# EXERCISE INSTRUCTIONS
Below are entries; output exactly the lines from the one with "Target: shadow on pavement" to the one with "Target: bus front bumper", both included, and nothing else.

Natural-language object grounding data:
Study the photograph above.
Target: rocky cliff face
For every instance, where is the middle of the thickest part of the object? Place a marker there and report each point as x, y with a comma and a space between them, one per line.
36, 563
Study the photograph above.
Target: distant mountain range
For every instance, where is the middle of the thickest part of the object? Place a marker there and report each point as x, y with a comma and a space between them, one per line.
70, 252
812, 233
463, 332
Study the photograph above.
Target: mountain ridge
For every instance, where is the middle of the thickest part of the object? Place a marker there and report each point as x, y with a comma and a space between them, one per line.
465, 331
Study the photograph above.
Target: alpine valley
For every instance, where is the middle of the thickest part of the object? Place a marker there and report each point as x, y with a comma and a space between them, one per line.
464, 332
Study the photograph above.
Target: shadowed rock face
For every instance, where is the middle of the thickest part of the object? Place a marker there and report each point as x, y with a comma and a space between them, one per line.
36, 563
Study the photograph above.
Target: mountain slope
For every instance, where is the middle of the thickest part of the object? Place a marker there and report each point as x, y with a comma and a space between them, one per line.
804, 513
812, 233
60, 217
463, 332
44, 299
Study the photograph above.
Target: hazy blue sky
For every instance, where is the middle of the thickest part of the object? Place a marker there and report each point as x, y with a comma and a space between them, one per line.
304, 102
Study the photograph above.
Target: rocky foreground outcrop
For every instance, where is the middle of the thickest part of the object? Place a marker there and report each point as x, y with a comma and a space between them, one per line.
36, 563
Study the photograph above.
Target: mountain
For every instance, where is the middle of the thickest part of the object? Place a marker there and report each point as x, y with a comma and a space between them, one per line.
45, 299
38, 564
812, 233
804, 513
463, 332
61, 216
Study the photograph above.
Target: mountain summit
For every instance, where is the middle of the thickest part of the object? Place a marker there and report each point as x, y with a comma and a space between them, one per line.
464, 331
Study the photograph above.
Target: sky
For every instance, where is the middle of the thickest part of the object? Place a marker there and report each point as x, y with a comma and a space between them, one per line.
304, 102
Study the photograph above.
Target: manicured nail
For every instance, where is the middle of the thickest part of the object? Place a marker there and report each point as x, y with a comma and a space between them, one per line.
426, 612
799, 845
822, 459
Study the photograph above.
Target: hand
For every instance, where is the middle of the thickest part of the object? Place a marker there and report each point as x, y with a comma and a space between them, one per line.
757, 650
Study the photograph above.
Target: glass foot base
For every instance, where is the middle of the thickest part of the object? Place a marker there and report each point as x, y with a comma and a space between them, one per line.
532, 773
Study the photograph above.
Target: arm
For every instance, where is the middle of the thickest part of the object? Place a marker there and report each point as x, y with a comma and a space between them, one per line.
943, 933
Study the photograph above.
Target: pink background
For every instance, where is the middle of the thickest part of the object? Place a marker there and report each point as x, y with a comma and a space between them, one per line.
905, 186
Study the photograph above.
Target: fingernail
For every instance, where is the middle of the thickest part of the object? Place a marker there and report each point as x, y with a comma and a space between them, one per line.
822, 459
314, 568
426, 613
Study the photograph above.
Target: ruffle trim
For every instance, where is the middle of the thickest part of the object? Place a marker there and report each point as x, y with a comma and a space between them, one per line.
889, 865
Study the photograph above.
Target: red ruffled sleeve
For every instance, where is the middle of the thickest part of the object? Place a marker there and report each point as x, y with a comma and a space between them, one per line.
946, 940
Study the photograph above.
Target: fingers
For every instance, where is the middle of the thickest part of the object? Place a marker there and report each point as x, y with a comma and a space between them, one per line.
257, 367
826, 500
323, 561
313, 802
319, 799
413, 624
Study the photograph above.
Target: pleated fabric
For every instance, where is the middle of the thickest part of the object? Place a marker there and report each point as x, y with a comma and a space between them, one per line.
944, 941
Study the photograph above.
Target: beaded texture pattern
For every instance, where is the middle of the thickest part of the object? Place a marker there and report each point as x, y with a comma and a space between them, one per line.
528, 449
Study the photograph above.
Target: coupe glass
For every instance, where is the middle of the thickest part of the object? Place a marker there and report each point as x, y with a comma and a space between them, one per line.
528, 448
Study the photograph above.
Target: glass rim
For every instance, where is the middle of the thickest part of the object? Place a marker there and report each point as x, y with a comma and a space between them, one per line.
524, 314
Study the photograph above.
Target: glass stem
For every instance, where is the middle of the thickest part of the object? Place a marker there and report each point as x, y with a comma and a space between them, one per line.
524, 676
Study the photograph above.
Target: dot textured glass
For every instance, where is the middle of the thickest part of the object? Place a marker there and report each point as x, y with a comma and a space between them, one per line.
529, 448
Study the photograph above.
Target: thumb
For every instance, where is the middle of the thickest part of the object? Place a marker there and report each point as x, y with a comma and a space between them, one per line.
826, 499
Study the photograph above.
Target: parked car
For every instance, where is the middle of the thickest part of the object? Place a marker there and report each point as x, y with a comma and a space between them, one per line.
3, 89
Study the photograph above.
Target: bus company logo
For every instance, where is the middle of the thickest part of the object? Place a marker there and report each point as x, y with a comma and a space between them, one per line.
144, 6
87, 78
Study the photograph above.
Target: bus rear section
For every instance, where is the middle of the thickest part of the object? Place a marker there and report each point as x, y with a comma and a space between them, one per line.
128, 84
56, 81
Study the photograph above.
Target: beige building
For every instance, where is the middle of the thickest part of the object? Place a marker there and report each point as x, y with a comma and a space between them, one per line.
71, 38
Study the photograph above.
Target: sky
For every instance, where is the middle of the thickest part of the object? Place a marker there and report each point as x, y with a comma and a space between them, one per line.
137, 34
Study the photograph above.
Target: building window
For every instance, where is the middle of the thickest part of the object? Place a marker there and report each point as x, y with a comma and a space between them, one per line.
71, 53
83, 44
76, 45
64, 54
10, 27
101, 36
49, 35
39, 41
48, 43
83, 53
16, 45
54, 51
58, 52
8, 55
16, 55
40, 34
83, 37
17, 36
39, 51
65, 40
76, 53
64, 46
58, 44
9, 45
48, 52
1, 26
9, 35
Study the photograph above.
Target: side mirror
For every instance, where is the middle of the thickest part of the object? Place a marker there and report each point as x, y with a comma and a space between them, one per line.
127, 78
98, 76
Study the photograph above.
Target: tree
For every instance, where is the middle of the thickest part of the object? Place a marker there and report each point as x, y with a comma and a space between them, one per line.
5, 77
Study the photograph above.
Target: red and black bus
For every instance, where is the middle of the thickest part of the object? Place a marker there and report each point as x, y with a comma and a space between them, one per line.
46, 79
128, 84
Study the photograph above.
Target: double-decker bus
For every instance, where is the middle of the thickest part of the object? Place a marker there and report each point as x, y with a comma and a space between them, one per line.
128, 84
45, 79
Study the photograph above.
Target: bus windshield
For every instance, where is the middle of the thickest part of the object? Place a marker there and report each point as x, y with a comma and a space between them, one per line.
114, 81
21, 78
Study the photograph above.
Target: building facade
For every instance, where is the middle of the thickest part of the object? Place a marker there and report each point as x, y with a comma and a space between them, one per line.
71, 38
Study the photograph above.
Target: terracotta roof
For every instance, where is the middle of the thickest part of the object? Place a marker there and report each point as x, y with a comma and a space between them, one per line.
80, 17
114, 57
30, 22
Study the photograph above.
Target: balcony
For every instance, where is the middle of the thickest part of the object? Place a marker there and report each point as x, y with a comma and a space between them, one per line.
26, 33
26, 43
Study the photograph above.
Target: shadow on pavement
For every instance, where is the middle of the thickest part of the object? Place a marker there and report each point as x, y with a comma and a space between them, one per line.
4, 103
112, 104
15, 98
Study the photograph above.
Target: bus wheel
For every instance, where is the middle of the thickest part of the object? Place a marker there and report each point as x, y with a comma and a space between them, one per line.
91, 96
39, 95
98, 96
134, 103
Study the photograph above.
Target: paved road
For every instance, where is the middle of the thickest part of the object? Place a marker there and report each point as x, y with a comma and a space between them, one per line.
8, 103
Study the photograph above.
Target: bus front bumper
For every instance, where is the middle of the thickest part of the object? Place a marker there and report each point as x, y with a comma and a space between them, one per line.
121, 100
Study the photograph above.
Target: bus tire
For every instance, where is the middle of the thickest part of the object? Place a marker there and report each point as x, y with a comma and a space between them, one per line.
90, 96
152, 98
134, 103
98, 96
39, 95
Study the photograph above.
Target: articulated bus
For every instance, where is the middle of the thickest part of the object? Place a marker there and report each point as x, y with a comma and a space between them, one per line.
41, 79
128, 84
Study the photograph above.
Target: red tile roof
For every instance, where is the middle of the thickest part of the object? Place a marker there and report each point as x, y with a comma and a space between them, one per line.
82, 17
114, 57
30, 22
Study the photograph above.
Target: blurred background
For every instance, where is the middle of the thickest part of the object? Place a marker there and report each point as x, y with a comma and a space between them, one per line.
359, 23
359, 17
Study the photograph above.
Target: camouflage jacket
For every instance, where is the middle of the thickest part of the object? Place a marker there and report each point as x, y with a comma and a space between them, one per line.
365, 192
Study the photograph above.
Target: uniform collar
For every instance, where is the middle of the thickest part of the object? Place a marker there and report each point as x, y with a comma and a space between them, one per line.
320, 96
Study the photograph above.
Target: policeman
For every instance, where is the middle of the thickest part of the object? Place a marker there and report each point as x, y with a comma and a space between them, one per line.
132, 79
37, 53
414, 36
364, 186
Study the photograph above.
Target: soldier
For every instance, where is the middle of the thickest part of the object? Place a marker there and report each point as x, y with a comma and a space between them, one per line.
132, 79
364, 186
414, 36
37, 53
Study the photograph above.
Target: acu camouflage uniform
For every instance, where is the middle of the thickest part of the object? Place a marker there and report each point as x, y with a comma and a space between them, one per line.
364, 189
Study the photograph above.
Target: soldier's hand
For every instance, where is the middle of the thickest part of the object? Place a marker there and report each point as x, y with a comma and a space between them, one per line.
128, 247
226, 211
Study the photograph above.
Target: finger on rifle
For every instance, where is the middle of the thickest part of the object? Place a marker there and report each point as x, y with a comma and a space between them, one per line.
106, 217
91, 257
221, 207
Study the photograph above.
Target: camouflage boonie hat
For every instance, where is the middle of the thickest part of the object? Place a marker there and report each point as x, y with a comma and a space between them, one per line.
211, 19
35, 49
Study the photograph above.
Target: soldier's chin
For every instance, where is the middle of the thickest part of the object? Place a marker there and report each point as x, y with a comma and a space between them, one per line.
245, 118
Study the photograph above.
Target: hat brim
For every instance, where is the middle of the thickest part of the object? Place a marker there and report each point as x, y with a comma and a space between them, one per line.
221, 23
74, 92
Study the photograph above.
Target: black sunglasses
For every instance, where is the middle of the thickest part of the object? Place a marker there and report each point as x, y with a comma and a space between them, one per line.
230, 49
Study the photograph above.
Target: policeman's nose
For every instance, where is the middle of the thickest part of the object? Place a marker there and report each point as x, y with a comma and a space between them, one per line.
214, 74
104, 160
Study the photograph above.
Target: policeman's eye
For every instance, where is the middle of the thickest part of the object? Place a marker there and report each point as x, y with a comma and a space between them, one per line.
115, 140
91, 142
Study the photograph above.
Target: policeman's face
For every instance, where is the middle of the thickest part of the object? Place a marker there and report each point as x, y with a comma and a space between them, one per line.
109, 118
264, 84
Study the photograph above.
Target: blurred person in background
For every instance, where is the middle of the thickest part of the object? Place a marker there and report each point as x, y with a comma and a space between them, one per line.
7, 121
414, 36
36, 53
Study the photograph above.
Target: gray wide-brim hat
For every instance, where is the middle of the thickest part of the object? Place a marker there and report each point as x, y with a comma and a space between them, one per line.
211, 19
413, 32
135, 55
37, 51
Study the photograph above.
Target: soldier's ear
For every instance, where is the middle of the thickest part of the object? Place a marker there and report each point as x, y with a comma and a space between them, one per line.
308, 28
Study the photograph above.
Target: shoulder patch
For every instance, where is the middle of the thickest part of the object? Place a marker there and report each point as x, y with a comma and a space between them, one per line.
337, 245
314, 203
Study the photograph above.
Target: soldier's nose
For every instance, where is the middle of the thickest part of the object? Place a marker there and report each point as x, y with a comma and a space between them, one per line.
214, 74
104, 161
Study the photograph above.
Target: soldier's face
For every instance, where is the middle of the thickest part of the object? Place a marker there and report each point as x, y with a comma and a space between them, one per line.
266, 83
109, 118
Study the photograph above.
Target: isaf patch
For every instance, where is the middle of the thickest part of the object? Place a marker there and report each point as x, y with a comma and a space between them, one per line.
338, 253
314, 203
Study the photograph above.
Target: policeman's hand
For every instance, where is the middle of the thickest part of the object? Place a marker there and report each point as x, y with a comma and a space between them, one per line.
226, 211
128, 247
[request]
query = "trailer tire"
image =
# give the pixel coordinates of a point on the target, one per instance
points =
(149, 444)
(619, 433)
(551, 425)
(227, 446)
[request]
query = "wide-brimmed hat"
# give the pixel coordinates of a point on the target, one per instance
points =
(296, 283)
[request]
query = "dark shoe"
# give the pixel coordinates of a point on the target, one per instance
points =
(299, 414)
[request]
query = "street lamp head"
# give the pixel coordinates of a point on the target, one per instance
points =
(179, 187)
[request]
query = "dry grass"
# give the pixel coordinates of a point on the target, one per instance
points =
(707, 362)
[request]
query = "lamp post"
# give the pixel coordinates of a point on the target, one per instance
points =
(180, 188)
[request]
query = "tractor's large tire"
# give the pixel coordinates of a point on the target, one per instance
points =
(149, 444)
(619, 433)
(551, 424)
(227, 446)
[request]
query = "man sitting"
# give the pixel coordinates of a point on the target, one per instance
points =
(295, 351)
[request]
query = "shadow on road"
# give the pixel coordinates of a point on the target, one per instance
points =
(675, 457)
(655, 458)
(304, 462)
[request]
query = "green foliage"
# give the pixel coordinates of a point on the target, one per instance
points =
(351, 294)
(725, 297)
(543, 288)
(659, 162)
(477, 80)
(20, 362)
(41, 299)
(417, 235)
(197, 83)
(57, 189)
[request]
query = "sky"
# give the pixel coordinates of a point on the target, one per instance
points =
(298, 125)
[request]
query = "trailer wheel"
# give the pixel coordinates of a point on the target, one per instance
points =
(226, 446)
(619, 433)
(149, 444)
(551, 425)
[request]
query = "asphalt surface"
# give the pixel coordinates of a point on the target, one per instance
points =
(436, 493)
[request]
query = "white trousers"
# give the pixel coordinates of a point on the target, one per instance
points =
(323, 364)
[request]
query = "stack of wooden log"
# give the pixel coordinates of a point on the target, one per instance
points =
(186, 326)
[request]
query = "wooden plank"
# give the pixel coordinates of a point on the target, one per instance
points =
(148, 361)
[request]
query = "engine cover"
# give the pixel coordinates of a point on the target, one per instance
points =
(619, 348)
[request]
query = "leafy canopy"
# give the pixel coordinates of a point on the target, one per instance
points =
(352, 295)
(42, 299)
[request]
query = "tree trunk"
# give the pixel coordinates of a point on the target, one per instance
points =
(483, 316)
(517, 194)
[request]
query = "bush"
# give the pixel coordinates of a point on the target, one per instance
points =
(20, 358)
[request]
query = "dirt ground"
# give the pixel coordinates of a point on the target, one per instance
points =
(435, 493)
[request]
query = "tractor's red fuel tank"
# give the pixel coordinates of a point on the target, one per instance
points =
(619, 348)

# EXPECTED ANSWER
Target: shadow on pavement
For every instance, where is the middle of the thickest part of the object? Place a marker there and report each point as x, y with a comma and a space between them, one per line.
4, 103
112, 104
15, 98
Study the photograph above.
Target: bus wheel
For every instance, where is the middle of the thickest part of the object? Place a marker there and report each point as x, y with a comma and a space between them, one per line.
91, 96
39, 95
98, 96
134, 103
Study the photograph above.
Target: paved road
For every instance, where is the middle of the thickest part of the object? Place a marker there and report each point as x, y with a comma and a space between them, one per line.
8, 103
Study the photograph above.
Target: bus front bumper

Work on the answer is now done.